→ **PROBLEMS TO WORK ON**
[1] According to the interview about Conical Solid, why do viewers see a rapidly pulsing cross at the start of the film instead of a smoothly rotating blade?
[2] Repeat the passage of the interview about Conical Solid from "Yann Beauvais interview" up to and including "speeds were conveying?".

→ **READING PASSAGE**
Yann Beauvais interview with Anthony McCall
Yann Beauvais: In some of your early films such made after Line Describing a Cone (1973), Conical Solid (1974), (I can’t remember if that was the case with Partial Cone (1974), the rhythm were different; faster, and more using some flickering effects. The crossing and closed rotation of the cross was like a projection of the Maltese cross of the projector. Were you not satisfied with the type of spaces, lines configurations these speeds were conveying?
Anthony McCall: The form in “Line Describing a Cone” is defined by a membrane of light that gradually traces the outer surface of the conical form; Conical Solid (1974, 10-minutes), made a year later, attempted to describe the same form, but from the inside. This becomes clear if we recall the final movement, the slowest in the film. A single, flat, triangular blade of light takes five seconds to rotate on its own axis (the axis running from the projector lens to the wall). During that rotation the blade passes through the entire internal space of an imaginary volumetric cone. If the blade of light had left a trace behind itself as it rotated, after five seconds we would have created in three-dimensional space a dense cone of white light—not just the outer surfaces, but the entire form. Hence the title “Conical Solid”. Of course, this cone is never there at any single instant, only incrementally and only in the mind. And the idea I have described gets a thorough workout because the film is composed of eight sequences. Each part rotates at a different speed, starting fast and ending slowly. To achieve the illusion of a smooth rotation, we need a minimum of 36 frames (one and a half seconds). But I begin with a rotation speed that is so fast that we only have four frames to define it. We perceive this as the rapidly pulsing cross you refer to. Gradually, the rotation speed slows down enough that a single rotating form becomes legible, but that isn’t until the last two or three movements. So the film is produced from a collision between the idea of the rotating plane and the limitations of the 24-frames-per-second film strip.

→ **SUPPLIED ENTRIES**
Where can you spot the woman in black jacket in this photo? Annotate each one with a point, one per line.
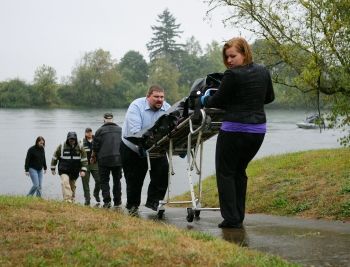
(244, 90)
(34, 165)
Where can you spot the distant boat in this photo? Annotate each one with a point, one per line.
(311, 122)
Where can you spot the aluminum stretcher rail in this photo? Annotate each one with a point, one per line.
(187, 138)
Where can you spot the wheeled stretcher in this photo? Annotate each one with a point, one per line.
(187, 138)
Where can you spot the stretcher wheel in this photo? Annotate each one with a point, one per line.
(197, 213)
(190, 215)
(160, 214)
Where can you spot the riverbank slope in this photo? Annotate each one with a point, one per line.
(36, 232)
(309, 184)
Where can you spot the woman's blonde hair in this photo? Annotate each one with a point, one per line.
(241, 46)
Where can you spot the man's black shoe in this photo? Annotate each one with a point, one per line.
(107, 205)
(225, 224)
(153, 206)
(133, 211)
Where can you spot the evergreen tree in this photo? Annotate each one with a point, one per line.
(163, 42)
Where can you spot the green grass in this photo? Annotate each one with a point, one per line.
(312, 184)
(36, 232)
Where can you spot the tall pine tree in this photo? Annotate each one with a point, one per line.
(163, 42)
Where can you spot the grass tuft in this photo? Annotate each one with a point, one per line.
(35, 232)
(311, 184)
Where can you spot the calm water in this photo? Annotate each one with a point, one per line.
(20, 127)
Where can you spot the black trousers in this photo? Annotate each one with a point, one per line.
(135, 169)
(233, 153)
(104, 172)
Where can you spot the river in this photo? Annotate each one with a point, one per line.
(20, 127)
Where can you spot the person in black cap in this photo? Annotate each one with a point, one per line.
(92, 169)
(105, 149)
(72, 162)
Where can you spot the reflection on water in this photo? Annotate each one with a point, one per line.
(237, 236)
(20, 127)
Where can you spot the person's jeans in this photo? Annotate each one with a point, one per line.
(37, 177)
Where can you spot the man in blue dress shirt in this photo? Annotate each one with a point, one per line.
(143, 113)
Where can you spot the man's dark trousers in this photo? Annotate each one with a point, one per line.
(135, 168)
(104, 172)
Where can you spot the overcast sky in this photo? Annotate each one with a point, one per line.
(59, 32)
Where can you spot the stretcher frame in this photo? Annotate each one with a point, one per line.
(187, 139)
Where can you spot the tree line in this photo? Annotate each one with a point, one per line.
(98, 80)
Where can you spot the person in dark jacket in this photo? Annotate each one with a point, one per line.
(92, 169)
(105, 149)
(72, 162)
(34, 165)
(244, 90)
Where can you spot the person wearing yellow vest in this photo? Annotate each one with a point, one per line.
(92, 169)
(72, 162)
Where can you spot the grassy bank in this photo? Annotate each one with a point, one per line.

→ **EXPECTED RESULTS**
[1] The film begins with a rotation so fast that only four frames define it, far short of the minimum 36 frames (one and a half seconds) needed to create the illusion of smooth rotation. That shortfall makes the motion read as a rapidly pulsing cross.

[2]
Yann Beauvais interview with Anthony McCall
Yann Beauvais: In some of your early films such made after Line Describing a Cone (1973), Conical Solid (1974), (I can’t remember if that was the case with Partial Cone (1974), the rhythm were different; faster, and more using some flickering effects. The crossing and closed rotation of the cross was like a projection of the Maltese cross of the projector. Were you not satisfied with the type of spaces, lines configurations these speeds were conveying?